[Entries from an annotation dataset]
.....
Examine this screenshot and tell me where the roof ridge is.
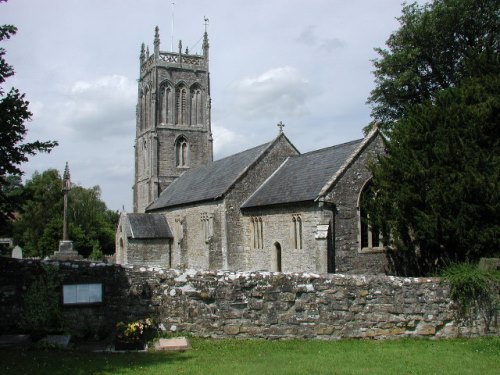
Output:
[222,133,298,195]
[315,126,379,201]
[297,138,364,156]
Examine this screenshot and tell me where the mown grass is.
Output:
[0,337,500,375]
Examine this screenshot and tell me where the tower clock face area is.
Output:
[134,28,213,212]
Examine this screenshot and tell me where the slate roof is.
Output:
[146,138,277,211]
[241,139,363,208]
[127,214,174,239]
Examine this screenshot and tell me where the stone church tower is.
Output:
[133,27,213,213]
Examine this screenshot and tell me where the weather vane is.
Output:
[278,121,285,134]
[203,17,208,32]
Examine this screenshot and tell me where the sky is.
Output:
[0,0,422,211]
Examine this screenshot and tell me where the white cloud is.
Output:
[296,25,345,52]
[56,75,137,139]
[212,124,246,160]
[233,66,311,119]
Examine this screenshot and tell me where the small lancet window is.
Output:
[292,215,302,249]
[250,217,264,249]
[359,183,383,251]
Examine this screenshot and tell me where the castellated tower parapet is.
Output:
[133,27,213,213]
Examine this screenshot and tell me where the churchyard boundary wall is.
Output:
[0,258,499,340]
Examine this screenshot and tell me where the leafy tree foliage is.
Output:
[367,0,500,275]
[13,169,118,258]
[371,69,500,274]
[368,0,500,136]
[0,5,57,227]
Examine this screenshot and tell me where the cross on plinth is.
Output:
[277,121,285,133]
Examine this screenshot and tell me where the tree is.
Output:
[13,169,118,258]
[365,0,500,137]
[370,69,500,274]
[0,0,57,227]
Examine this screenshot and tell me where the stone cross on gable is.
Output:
[278,121,285,134]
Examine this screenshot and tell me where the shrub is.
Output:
[443,263,500,332]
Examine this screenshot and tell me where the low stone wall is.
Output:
[0,258,499,339]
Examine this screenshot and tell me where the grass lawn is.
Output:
[0,337,500,375]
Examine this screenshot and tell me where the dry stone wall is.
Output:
[0,258,499,340]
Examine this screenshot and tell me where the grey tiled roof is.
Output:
[147,141,274,211]
[127,214,173,239]
[241,139,363,208]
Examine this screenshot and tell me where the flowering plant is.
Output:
[116,318,153,342]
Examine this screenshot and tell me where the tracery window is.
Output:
[175,137,189,167]
[292,215,302,249]
[176,86,187,125]
[191,87,202,125]
[160,86,172,124]
[250,216,264,249]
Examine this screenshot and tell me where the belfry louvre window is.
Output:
[176,87,187,125]
[292,215,302,249]
[359,183,383,251]
[250,217,264,249]
[175,137,189,167]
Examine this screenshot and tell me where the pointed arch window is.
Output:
[176,86,187,125]
[250,217,264,249]
[191,87,202,125]
[358,182,384,252]
[292,215,302,249]
[139,90,147,130]
[175,137,189,167]
[160,86,172,124]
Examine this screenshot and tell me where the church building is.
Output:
[115,27,387,273]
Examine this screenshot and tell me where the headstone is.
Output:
[50,241,82,260]
[155,337,189,352]
[12,246,23,259]
[41,335,71,348]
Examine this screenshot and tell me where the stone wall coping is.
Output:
[0,257,443,286]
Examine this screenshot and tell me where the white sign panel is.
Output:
[63,284,102,305]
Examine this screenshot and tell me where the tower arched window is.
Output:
[358,182,384,251]
[175,137,189,167]
[191,87,202,125]
[139,90,147,130]
[176,86,187,125]
[160,86,172,124]
[143,89,151,129]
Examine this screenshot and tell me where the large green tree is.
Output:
[371,74,500,274]
[368,0,500,136]
[367,0,500,275]
[13,169,118,258]
[0,0,57,228]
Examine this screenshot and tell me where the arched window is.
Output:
[139,91,147,130]
[176,86,187,125]
[250,216,264,249]
[191,87,202,125]
[143,89,151,129]
[292,215,302,249]
[160,86,172,124]
[271,242,282,272]
[175,137,189,167]
[358,182,383,251]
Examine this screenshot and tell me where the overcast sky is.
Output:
[0,0,423,211]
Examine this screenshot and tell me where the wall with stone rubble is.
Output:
[0,258,494,340]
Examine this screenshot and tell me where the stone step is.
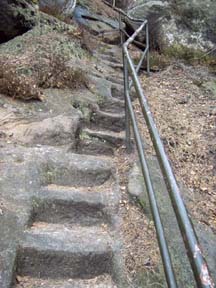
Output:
[16,223,120,279]
[90,110,125,132]
[83,128,125,147]
[72,138,114,156]
[99,98,125,114]
[31,181,120,226]
[15,275,117,288]
[101,59,123,69]
[38,151,113,186]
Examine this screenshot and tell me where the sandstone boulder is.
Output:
[0,0,37,43]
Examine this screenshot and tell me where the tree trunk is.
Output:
[0,0,37,43]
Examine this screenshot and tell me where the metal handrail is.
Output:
[104,0,215,288]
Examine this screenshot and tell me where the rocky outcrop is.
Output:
[0,0,37,43]
[130,0,216,51]
[39,0,76,16]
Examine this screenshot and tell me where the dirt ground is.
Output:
[116,65,216,287]
[138,64,216,233]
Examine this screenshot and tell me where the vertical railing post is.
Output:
[146,22,150,76]
[119,13,132,153]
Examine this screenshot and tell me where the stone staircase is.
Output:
[13,33,126,288]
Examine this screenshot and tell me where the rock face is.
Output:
[0,0,37,43]
[39,0,76,16]
[130,0,216,51]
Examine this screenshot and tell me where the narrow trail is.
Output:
[14,31,125,288]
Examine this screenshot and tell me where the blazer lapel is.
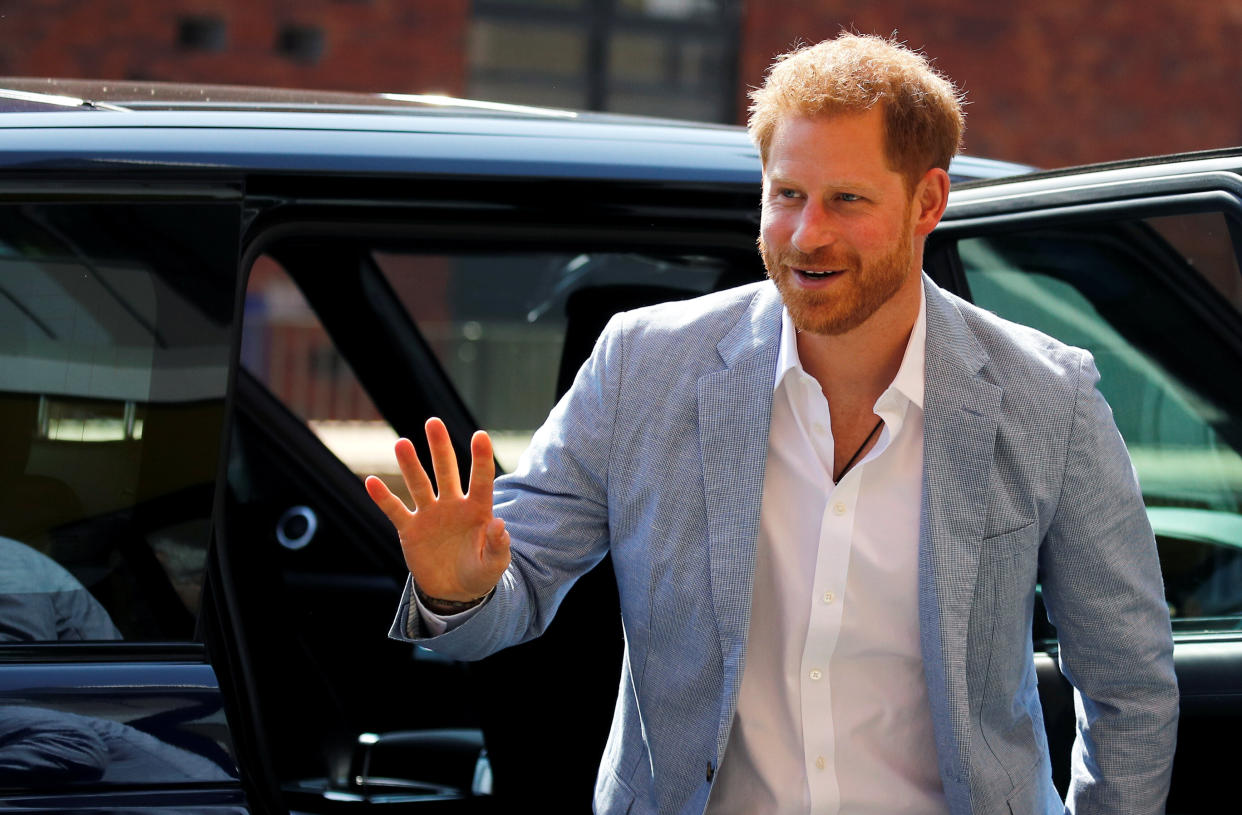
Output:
[698,285,781,759]
[919,277,1002,780]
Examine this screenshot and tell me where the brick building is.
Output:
[0,0,1242,488]
[0,0,1242,166]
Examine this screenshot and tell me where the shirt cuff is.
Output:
[405,590,484,639]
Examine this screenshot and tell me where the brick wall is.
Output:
[0,0,469,94]
[739,0,1242,166]
[0,0,1242,166]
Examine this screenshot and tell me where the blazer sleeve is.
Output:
[389,314,626,660]
[1041,353,1177,815]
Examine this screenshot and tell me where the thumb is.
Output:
[483,518,509,573]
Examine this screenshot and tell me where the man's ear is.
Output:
[910,166,949,236]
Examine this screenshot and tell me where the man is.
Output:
[368,35,1177,815]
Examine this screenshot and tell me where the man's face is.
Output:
[759,108,918,334]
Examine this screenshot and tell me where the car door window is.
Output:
[956,212,1242,630]
[242,248,727,477]
[0,204,236,642]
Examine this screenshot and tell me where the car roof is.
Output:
[0,77,1032,182]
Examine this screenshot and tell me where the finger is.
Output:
[468,430,496,506]
[394,439,436,509]
[363,476,410,527]
[426,416,462,498]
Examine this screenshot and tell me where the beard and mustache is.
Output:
[759,218,914,335]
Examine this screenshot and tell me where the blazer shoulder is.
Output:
[943,292,1092,389]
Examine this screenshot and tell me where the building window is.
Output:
[468,0,740,122]
[276,24,324,65]
[176,15,229,51]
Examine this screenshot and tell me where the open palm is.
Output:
[366,419,509,601]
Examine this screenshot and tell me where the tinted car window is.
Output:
[374,251,725,470]
[958,212,1242,630]
[0,204,236,642]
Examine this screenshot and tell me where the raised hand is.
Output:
[366,419,509,601]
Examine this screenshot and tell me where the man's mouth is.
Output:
[794,268,841,280]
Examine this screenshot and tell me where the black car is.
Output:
[0,78,1242,814]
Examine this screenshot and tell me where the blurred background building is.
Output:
[0,0,1242,166]
[0,0,1242,489]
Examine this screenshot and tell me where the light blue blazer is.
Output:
[392,277,1177,815]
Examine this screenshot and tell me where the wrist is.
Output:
[411,580,496,616]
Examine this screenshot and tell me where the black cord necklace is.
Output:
[832,419,884,483]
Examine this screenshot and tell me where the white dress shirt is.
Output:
[422,289,948,815]
[708,293,948,815]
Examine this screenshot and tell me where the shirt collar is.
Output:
[773,286,928,410]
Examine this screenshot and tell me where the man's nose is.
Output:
[791,201,836,255]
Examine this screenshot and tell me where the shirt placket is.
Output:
[799,374,858,815]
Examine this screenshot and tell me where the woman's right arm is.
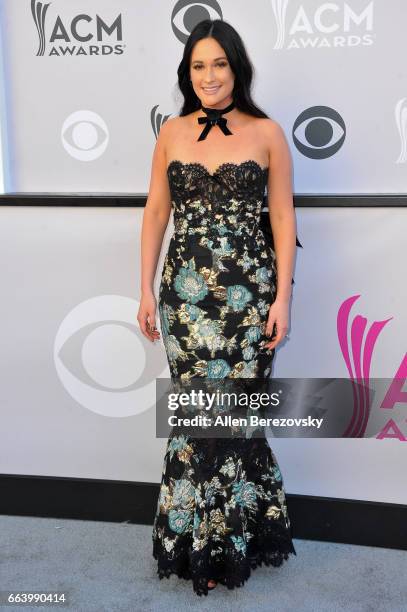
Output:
[137,119,173,342]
.....
- THE EXERCISE -
Rewrite the rows from the line with "Examine this screenshot and tell me where the shirt cuff" to the line with "[1041,353,1177,815]", both ends included and requests kept. Multiply every bounding box coordinate in the answers by 0.7 and round each to a whole number, with halves rounding up.

- ANSWER IN FULL -
Examine this screenshot and tell me where the shirt cuff is.
Output:
[284,413,339,447]
Examine this screenshot and tell me where the brick wall is.
Output:
[0,0,328,66]
[517,0,869,116]
[0,0,869,116]
Examine this screenshot and tell me where the blazer sleeve is.
Output:
[272,220,438,462]
[729,247,824,571]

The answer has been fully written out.